> [Quoted passage]:

New Year’s resolutions are often repeated year after year, inevitably ending in disappointment, falling back into old behaviours. So what would happen if you got rid of the resolutions altogether and started creating and reframing intentions?
New Year’s resolutions are usually categorised into two types: avoidance goals (giving up social media, sugar) or approach goals (drinking more water, walking more). Research out of Stockholm University, Sweden, shows approach goals are more successful than avoidance goals.
Why? It’s because this idea that we need to sacrifice or deny ourselves something in order to do better, or get better, is setting us up for failure. Instead of avoiding behaviours and habits, we can try creating the intention that changes behaviour or habits.
So how will this help you lose weight, reduce social media time or give up sugar? Channelling your energy into reframing your intentions helps; so for example, instead of saying I’m going to give up social media, set yourself the intention of reading an ebook for 20 minutes. Instead of denying yourself chocolate, try reframing as you intend to eat more fruit.

> [Task 1]:
Rewrite the rows from the line that has "Where can the chicken leg be seen here?" through the last row, putting "Label" in place of "Target" and leaving everything else unchanged.

> [Dataset entries]:
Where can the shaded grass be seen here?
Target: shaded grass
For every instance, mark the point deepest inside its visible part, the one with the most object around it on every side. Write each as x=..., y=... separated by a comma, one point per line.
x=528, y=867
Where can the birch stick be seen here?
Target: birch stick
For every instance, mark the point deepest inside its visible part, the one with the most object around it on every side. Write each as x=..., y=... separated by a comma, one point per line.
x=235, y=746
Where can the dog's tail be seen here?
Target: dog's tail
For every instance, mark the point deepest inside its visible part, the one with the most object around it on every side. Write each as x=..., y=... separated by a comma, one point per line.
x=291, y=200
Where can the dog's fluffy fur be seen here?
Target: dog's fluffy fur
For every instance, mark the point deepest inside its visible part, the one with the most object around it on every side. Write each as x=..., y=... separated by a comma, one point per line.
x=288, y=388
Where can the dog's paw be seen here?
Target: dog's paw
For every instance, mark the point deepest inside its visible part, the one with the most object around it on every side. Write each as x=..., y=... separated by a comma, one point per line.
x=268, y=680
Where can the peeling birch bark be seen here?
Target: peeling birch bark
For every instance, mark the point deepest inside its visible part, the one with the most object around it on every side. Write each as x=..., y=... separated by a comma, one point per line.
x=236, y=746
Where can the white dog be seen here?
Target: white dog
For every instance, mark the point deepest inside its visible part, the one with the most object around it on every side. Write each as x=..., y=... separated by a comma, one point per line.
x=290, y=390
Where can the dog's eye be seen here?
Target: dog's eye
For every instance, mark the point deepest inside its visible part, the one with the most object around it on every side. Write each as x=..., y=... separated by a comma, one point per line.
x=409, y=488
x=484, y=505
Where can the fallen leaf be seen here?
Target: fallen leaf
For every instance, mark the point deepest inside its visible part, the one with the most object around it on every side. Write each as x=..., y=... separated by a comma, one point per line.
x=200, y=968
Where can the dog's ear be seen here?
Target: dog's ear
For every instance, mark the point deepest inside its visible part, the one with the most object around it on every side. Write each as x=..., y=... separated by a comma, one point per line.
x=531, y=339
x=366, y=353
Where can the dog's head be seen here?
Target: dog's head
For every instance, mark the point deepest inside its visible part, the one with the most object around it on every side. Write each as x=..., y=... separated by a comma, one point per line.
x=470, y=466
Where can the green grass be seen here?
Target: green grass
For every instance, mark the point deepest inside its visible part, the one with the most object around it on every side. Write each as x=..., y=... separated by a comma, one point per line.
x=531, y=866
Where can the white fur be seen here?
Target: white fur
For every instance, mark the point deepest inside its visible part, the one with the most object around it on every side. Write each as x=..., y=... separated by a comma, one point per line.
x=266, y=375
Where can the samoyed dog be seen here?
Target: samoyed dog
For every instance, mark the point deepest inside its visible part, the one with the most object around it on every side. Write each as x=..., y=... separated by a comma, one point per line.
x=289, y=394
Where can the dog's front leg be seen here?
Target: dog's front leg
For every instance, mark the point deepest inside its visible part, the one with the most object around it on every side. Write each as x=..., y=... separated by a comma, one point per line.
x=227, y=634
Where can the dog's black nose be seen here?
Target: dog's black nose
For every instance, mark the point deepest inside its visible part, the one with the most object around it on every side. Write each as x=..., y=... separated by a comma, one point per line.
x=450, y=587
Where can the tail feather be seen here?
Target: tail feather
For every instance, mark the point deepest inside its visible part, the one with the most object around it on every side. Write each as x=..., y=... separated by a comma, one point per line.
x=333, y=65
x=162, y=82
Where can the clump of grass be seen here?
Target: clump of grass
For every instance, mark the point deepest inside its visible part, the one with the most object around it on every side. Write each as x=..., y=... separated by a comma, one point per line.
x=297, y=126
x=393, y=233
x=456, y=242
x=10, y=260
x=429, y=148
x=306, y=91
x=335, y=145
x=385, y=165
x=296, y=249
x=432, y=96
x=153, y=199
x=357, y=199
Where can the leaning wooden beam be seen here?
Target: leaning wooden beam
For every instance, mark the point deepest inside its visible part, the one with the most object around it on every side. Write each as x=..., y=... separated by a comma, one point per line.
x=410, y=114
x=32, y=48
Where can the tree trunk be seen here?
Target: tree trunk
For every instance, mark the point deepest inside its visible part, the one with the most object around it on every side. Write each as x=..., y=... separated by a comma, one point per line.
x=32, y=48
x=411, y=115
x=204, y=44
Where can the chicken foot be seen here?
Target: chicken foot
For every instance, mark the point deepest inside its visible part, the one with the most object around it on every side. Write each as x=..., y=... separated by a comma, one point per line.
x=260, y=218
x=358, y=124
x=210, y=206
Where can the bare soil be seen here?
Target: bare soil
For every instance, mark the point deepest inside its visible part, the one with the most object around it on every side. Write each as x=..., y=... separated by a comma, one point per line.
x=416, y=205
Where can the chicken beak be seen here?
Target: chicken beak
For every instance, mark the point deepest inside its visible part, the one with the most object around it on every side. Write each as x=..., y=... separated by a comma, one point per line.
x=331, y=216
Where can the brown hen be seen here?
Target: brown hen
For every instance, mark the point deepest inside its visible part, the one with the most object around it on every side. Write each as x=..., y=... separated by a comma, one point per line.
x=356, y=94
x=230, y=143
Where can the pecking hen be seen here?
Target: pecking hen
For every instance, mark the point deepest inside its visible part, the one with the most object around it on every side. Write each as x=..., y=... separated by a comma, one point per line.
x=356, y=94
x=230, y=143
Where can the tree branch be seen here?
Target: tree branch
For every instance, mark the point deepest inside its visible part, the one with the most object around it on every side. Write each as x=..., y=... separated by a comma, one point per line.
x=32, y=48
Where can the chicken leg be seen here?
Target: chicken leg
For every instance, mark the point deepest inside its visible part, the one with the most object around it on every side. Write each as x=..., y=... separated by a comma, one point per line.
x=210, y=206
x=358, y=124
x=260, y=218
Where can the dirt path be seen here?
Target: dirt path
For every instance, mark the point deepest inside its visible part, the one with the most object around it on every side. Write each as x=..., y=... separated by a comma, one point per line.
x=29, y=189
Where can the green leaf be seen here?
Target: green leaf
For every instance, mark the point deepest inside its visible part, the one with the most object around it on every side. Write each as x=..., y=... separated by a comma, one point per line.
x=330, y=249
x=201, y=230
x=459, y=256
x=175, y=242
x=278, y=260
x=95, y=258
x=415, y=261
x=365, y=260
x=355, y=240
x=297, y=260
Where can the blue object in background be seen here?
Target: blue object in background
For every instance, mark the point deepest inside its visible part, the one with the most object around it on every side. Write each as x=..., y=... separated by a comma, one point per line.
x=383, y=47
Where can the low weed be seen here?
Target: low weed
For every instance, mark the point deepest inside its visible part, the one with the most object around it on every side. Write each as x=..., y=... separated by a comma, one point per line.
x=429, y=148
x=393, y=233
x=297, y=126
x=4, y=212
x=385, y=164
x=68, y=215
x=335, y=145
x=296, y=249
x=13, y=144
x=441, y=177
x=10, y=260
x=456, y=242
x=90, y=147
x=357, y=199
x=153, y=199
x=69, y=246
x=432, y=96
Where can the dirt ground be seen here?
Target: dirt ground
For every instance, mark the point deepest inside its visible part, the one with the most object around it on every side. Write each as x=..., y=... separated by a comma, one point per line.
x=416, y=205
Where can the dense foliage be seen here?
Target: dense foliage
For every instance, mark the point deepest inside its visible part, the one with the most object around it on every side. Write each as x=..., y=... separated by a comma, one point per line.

> [Task 2]:
Please extend the piece on New Year's resolutions, starting after its last sentence.

> [Exercise answer 1]:
Where can the chicken leg be seen here?
Label: chicken leg
For every instance, mark the point deepest inside its visible part, the one with the most object around it on every side. Write each as x=..., y=... separated by a comma, one point per line.
x=210, y=206
x=358, y=124
x=260, y=218
Where can the dirt path be seen here?
Label: dirt path
For every instance, mark the point deepest inside its visible part, the one with the most object around it on every side. Write each as x=..., y=... separated by a comma, one point per line.
x=29, y=189
Where can the green leaf be seen here?
Label: green leaf
For every instance, mark the point deepest inside its visible part, the one with the most object around it on every side. Write each as x=..., y=... separated by a comma, one point per line.
x=330, y=249
x=201, y=230
x=459, y=256
x=175, y=242
x=278, y=260
x=95, y=258
x=415, y=261
x=365, y=260
x=355, y=240
x=297, y=260
Where can the blue object in background be seen here?
Label: blue object in background
For every instance, mark the point deepest inside its visible part, the one with the most object around it on every side. Write each as x=..., y=... separated by a comma, one point per line.
x=383, y=47
Where can the low weed be seen here?
Label: low weed
For every instance, mark the point deepest inside its visible part, the one with the most object around it on every side. Write each as x=..., y=... separated by a comma, one point per line.
x=429, y=148
x=393, y=233
x=297, y=126
x=4, y=212
x=385, y=164
x=68, y=215
x=335, y=145
x=296, y=249
x=13, y=144
x=441, y=177
x=10, y=260
x=456, y=242
x=90, y=147
x=357, y=199
x=153, y=199
x=69, y=246
x=432, y=96
Where can the dirt ground be seen here?
Label: dirt ground
For every instance, mark the point deepest inside its visible part, the one with the most object around it on every side. Write each as x=..., y=... separated by a comma, one point per line.
x=416, y=205
Where can the dense foliage be seen here?
Label: dense foliage
For every instance, mark the point deepest inside its visible part, the one with the most object around it on every side. Write each as x=..., y=... separated by a comma, one point per line.

> [Exercise answer 2]:
It doesn’t seem to make sense- why do we set New Year’s resolutions if we know from previous years that they will fail? It’s because when there seems to be a separation of time, whether it’s a milestone event such as becoming a parent for the first time, buying a new house or a new year, it feels to us like a new start. It’s a chance to leave the ‘old me’ behind, while the potential of the ‘new and improved me’ lies before us like a brand new page, a clean slate. This is known as ‘the fresh-start effect’.
Okay but say you see through January fine, start slipping in February, then fall off the band wagon in March or sooner. Set backs through any journey of change should be expected and reframed as lessons learned instead of failures. Research from Harvard University shows that the fresh-start effect can be recreated by the way we frame a restart date. Encouraging ourselves to think of another fresh start, enables us to regain a sense of then and now, past and present. We can trick ourselves into thinking we can start a new chapter again. So if you do fall off the band wagon in February, reframe thinking as: ‘I’m going to start eating more fruit again on the first day of autumn’. The change of seasons evokes in us a new start.
While we need patience and resolve to stick to our goals, the fresh start effect can and does often create motivational behaviours. Realistically change is never smooth sailing but we have nothing to lose and everything to gain.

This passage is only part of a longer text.